> [ASSIGNED TASK] Please count the lines of the data that contain "plant" and state only the total.

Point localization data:
━━━━
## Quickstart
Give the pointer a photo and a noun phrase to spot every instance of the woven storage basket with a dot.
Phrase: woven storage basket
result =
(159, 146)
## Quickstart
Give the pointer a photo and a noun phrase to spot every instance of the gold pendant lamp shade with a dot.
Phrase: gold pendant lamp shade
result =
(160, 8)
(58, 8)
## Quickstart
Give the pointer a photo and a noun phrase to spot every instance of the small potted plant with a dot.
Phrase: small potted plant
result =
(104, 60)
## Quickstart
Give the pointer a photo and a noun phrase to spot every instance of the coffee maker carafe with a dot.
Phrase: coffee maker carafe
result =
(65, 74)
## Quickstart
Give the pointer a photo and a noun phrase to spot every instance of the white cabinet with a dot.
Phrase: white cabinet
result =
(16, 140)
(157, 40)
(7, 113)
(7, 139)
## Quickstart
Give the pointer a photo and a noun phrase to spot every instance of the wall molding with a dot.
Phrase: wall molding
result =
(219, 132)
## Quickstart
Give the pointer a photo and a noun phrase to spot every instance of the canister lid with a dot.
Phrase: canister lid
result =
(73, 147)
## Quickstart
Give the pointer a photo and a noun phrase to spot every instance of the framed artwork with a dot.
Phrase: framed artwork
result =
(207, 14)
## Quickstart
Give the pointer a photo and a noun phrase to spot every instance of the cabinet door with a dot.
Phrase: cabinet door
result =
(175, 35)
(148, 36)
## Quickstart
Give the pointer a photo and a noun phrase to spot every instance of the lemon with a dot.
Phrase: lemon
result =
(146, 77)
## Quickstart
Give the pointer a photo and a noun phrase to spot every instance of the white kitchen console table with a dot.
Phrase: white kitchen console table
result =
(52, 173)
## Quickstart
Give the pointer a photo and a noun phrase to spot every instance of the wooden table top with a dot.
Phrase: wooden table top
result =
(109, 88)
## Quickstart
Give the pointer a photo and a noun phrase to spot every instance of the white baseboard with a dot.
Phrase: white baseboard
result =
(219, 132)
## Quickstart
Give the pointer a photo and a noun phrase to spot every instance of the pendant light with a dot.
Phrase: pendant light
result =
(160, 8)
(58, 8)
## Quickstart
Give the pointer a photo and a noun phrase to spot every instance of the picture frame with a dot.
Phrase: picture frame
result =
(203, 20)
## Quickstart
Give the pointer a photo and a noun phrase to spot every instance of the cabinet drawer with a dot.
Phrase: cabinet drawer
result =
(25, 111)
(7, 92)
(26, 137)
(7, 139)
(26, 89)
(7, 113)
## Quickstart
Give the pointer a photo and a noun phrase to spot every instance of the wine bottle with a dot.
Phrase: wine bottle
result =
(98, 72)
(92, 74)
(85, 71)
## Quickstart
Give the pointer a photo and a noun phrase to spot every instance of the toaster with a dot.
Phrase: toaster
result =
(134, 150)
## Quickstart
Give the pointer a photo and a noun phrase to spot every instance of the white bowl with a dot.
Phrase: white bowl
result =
━━━━
> [TASK SOLUTION] 2